For the data below, count the lines that have the string "front" and state that number by itself.
BEGIN Given data
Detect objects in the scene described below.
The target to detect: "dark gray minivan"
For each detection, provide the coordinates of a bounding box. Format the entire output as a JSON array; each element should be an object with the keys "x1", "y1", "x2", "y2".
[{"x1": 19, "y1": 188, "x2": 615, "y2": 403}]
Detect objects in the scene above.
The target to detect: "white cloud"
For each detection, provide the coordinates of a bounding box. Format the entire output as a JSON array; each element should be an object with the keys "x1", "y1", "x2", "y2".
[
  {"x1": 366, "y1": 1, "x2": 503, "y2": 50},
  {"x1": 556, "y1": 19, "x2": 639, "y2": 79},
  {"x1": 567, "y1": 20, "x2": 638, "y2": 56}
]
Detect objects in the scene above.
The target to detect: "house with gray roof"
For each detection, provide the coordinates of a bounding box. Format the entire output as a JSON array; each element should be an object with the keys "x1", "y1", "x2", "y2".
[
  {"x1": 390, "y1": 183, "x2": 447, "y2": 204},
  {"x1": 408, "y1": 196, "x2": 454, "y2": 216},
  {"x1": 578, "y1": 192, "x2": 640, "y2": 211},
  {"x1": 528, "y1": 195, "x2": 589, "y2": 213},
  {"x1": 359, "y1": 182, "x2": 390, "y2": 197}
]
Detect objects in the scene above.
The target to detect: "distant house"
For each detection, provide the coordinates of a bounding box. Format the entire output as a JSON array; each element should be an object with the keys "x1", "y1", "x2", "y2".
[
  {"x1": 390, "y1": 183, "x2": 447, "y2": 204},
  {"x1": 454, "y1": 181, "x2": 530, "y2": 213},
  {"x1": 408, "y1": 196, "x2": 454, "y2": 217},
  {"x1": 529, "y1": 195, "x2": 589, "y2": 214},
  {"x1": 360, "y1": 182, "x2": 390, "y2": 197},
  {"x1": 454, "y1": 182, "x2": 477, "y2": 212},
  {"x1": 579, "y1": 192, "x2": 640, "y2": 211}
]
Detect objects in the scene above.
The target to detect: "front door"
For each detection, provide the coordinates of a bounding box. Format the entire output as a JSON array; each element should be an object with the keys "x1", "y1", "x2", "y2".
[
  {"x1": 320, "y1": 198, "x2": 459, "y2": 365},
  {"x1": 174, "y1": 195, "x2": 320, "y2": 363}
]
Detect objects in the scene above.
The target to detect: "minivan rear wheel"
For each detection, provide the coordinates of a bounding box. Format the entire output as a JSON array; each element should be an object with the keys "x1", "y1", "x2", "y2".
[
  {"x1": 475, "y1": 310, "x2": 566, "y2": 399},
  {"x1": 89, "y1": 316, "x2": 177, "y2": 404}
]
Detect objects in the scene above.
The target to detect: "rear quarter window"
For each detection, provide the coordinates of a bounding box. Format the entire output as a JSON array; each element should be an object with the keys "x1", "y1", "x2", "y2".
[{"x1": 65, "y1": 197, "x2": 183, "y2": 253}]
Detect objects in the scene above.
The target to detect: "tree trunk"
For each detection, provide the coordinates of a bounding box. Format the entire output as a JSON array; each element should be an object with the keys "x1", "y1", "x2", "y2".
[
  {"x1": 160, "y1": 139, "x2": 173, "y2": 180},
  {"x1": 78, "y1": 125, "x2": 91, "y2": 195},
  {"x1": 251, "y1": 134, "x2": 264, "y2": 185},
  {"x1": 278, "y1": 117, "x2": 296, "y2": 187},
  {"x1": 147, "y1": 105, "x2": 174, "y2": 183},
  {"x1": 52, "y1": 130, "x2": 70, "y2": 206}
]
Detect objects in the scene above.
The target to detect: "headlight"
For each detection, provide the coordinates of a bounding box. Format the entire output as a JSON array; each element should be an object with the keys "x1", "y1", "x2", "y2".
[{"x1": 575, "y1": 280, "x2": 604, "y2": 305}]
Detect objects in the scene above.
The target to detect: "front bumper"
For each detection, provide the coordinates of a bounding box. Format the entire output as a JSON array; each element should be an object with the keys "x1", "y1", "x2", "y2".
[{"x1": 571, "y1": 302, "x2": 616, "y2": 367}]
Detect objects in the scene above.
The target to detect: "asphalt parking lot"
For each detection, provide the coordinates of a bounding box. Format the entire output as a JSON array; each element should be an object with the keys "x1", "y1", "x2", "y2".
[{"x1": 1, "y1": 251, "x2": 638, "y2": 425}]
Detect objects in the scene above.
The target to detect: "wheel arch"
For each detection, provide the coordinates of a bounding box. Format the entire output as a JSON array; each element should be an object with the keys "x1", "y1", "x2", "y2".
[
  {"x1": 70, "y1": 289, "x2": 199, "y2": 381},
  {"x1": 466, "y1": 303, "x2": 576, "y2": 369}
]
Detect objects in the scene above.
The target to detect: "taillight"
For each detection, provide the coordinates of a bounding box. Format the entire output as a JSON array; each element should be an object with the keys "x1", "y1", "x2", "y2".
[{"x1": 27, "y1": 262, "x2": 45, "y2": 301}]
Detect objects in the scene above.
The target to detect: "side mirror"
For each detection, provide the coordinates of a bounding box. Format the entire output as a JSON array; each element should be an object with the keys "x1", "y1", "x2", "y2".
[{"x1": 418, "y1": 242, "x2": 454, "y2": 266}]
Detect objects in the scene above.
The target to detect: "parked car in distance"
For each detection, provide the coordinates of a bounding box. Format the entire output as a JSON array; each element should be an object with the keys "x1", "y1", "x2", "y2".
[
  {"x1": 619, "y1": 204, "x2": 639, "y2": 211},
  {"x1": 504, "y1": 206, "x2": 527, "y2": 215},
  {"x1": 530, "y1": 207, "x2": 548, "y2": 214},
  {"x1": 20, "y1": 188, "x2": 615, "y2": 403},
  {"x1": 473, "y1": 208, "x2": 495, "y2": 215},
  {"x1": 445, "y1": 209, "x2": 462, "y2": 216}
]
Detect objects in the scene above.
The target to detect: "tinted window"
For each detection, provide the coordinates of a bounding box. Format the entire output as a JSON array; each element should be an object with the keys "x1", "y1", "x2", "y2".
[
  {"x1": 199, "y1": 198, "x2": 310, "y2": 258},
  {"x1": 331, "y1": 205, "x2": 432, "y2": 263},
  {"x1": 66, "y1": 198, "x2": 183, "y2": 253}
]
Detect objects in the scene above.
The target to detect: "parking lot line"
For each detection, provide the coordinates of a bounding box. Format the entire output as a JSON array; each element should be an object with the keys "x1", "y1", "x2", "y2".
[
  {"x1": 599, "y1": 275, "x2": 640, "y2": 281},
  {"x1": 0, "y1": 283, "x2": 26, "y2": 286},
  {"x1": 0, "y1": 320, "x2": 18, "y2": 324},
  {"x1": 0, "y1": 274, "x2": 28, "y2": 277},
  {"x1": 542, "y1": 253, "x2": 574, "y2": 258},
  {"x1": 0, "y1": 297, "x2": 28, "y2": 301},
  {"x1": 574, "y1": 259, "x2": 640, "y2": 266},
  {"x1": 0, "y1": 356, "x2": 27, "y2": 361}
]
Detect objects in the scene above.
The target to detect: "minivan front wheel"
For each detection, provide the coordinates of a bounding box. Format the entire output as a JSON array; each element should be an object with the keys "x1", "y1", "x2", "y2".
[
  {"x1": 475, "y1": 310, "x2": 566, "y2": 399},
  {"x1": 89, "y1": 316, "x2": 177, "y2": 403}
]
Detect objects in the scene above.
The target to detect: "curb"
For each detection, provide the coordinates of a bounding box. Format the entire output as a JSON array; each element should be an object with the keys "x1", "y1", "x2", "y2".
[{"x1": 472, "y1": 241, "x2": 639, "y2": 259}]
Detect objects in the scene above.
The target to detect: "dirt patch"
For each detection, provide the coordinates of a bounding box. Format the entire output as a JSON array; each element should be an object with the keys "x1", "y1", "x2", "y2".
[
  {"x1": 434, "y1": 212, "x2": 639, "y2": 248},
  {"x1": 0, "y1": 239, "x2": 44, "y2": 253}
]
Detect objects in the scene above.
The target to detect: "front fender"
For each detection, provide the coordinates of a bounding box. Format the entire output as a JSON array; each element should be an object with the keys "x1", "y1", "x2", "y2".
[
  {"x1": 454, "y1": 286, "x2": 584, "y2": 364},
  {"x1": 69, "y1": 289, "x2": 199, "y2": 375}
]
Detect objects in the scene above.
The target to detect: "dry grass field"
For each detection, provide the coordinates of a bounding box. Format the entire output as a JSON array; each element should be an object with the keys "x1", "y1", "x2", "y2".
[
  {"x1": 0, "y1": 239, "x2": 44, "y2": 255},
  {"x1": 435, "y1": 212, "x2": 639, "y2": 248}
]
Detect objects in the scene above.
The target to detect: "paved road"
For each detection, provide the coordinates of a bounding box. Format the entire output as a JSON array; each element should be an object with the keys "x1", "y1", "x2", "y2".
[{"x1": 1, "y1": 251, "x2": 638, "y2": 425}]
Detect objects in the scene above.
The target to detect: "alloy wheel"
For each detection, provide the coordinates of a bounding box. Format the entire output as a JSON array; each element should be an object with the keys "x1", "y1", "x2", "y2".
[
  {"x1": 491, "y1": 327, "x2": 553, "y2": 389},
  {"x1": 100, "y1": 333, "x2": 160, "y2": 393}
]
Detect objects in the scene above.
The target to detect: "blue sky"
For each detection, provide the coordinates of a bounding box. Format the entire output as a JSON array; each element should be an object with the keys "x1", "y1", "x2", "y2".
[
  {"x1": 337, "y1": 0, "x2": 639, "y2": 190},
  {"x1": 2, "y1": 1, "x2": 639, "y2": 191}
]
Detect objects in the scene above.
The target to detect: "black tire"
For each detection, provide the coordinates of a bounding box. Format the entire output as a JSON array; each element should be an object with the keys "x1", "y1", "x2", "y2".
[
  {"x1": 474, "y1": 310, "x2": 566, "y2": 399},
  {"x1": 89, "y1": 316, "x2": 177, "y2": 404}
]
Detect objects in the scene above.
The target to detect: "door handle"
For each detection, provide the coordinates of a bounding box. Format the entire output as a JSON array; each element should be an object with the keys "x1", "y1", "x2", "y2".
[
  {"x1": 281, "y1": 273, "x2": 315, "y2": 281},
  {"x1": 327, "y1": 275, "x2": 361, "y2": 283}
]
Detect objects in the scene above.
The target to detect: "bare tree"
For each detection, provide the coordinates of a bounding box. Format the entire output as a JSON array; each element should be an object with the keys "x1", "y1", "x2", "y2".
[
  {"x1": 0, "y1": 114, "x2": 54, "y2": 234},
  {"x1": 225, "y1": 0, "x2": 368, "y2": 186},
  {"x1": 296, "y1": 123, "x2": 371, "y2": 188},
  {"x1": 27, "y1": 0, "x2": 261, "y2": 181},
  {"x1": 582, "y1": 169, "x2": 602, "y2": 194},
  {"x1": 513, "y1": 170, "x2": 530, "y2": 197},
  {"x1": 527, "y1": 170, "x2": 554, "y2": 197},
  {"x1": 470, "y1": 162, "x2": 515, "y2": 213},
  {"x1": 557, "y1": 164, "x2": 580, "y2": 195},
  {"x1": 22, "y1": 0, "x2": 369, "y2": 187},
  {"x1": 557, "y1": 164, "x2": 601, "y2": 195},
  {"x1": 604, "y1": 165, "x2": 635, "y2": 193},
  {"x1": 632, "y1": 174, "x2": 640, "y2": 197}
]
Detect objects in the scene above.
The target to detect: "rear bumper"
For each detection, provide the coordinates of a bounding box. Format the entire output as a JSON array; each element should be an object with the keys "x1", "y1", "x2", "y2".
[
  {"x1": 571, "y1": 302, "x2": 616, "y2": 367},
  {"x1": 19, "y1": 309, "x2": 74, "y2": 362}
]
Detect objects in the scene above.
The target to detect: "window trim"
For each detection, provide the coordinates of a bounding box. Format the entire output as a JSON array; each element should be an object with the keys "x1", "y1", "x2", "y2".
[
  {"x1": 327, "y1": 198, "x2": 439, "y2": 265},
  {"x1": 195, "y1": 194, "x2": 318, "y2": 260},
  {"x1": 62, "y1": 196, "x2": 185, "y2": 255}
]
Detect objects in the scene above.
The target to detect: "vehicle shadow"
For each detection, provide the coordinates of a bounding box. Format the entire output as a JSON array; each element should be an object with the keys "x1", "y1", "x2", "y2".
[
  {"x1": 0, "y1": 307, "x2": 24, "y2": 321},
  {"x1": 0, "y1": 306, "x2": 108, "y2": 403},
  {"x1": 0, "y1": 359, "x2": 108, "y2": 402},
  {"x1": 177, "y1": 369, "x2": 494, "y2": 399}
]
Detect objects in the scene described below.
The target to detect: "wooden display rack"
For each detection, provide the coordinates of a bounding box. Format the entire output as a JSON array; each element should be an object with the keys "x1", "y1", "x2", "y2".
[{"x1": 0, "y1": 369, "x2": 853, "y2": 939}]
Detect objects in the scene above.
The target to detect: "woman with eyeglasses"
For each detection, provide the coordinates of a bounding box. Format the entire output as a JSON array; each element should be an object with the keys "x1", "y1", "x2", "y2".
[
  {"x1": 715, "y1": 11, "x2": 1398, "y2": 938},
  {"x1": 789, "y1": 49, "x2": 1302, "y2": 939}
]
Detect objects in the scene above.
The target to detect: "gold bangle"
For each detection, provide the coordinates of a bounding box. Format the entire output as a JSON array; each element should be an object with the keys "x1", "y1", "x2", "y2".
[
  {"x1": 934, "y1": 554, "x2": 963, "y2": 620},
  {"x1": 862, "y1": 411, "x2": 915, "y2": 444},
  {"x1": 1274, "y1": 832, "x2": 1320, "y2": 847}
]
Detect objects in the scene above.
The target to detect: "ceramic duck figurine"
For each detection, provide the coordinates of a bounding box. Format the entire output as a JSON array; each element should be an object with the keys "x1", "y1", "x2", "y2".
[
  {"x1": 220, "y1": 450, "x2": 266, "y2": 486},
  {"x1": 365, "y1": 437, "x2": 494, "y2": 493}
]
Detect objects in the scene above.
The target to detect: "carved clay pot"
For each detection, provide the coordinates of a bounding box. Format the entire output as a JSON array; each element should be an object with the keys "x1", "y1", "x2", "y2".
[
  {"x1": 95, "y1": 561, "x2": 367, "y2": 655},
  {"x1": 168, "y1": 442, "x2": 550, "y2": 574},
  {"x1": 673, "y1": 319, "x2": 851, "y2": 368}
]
END Given data
### Result of the task
4